* **REQUIREMENT**
How many lines in the records below contain the word "whose"? Reply with that number only.

* **DATA SECTION**
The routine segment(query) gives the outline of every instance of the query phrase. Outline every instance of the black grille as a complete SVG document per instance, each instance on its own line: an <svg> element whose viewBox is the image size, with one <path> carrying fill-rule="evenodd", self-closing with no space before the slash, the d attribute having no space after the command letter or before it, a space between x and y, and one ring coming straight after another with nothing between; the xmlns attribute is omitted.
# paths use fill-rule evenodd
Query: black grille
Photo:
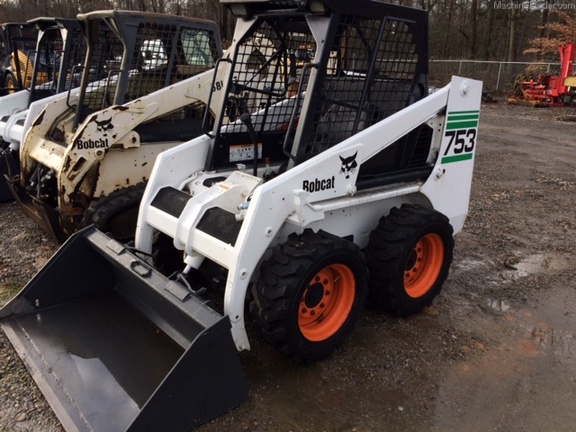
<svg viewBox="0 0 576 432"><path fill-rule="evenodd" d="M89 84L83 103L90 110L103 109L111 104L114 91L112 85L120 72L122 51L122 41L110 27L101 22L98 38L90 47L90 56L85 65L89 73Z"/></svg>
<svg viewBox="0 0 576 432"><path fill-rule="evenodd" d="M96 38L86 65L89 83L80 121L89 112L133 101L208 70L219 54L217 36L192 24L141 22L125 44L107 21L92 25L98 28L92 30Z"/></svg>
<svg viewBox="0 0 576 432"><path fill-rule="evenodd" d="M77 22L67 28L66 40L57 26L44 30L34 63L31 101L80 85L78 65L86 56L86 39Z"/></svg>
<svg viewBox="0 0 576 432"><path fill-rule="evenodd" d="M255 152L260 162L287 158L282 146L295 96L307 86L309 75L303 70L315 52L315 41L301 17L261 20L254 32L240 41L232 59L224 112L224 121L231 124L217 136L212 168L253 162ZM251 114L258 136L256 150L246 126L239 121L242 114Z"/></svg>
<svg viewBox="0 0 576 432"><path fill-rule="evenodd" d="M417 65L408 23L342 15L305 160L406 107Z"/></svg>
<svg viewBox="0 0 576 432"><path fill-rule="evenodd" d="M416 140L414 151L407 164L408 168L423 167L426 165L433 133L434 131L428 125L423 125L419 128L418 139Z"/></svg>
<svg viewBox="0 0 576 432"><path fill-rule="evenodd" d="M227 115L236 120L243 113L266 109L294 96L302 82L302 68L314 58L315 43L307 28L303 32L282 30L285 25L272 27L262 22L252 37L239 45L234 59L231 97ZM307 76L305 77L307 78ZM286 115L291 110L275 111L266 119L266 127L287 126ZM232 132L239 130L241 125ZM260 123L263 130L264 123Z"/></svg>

* * *

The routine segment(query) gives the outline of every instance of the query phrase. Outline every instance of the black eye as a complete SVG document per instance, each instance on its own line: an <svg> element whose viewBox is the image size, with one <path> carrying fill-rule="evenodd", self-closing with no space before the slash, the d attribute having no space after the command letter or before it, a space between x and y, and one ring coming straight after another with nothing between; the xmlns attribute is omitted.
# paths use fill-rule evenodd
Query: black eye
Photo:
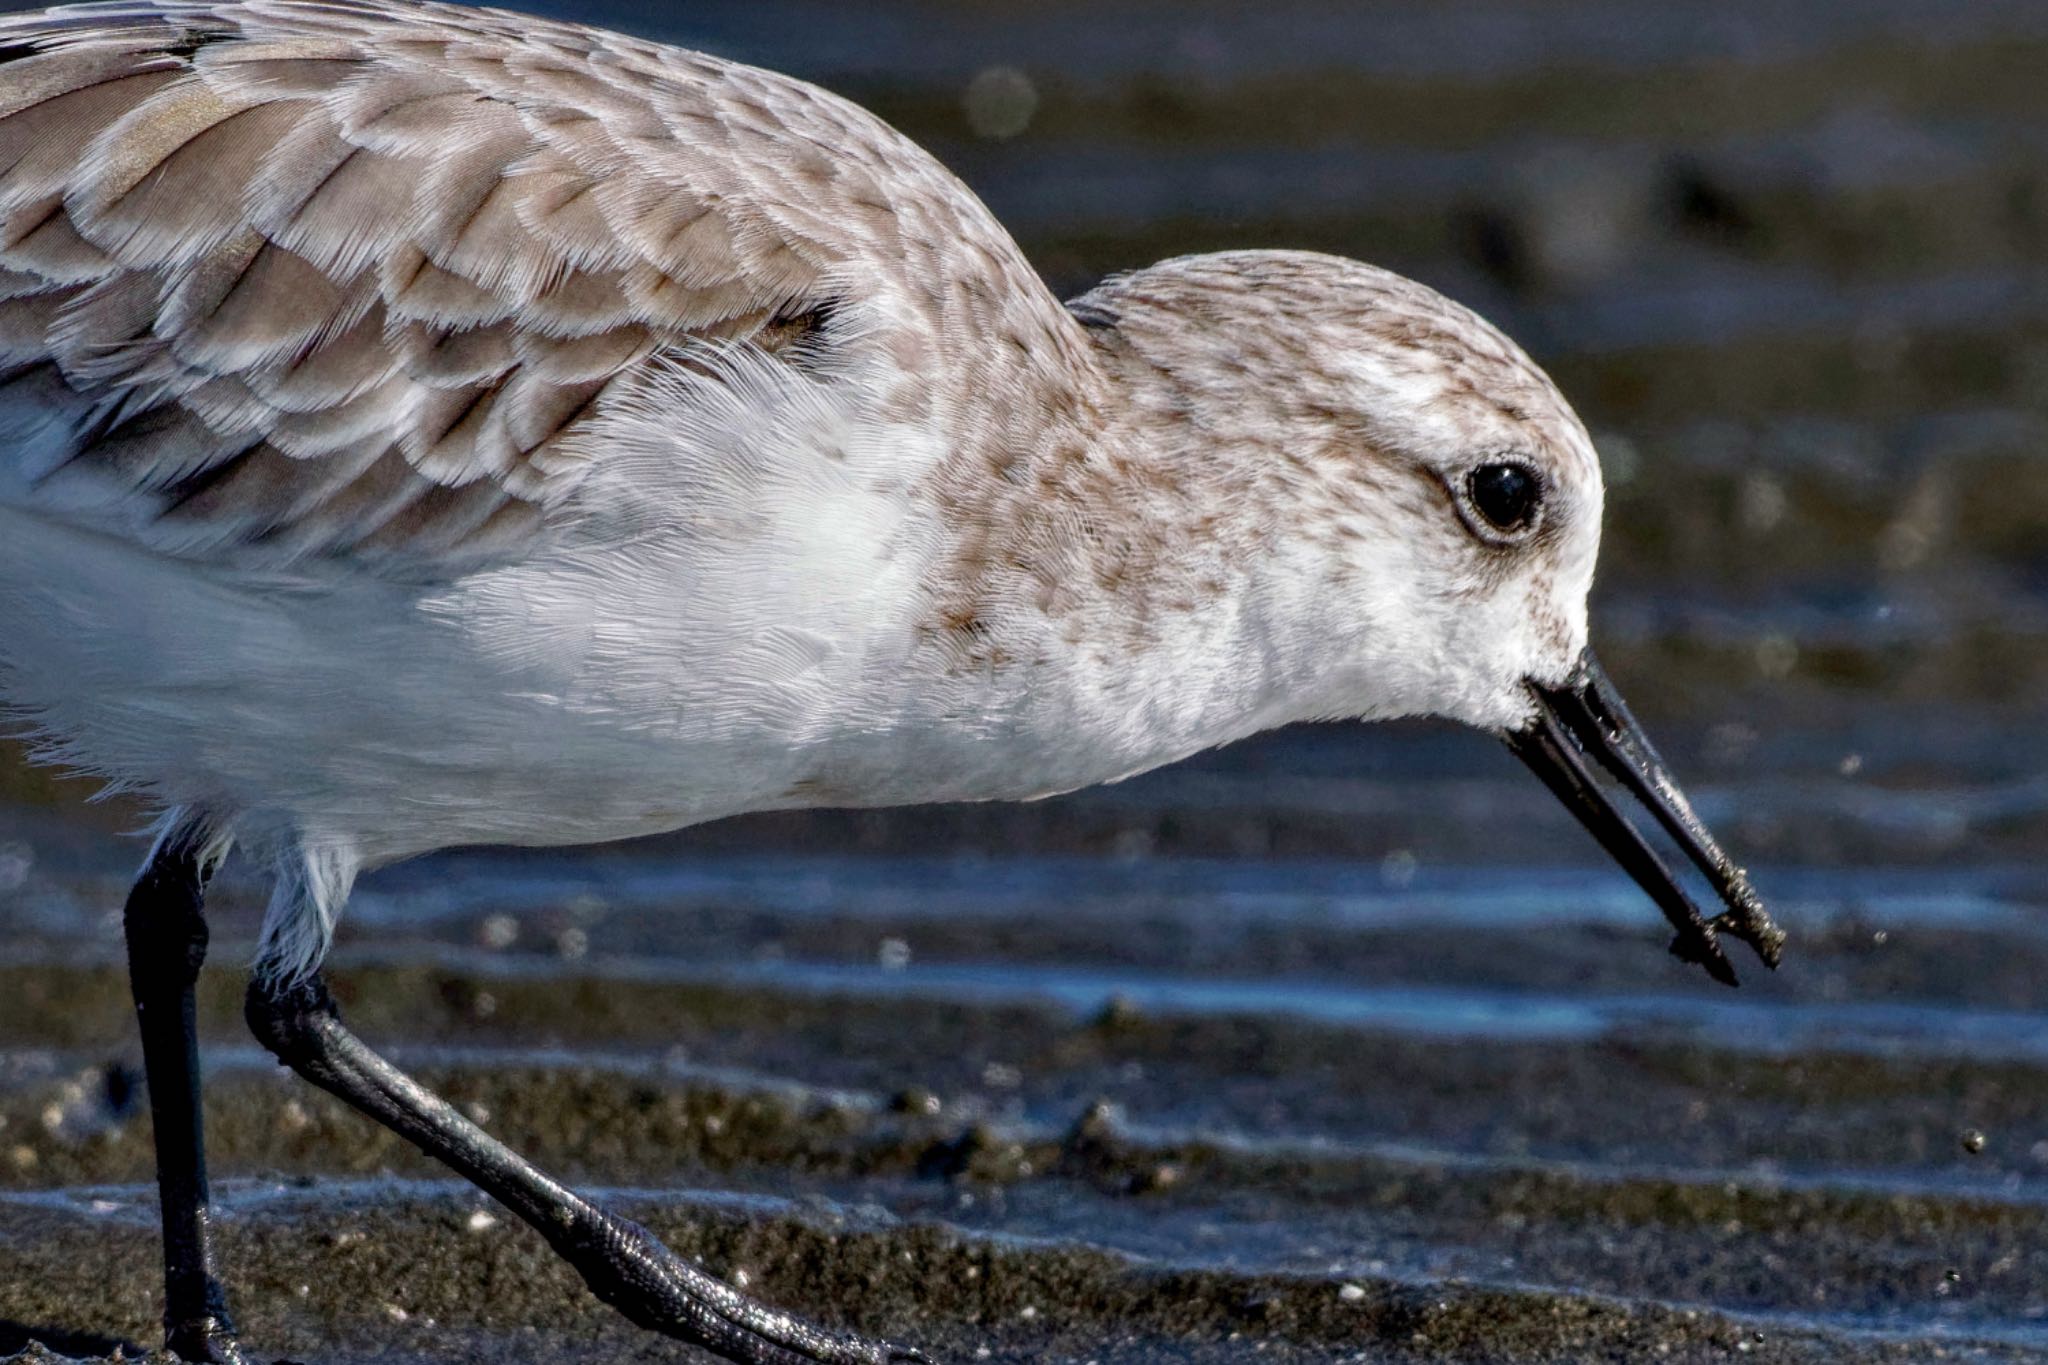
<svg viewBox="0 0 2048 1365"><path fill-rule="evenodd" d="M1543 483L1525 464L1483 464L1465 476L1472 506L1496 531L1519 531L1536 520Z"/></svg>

* **RESULT**
2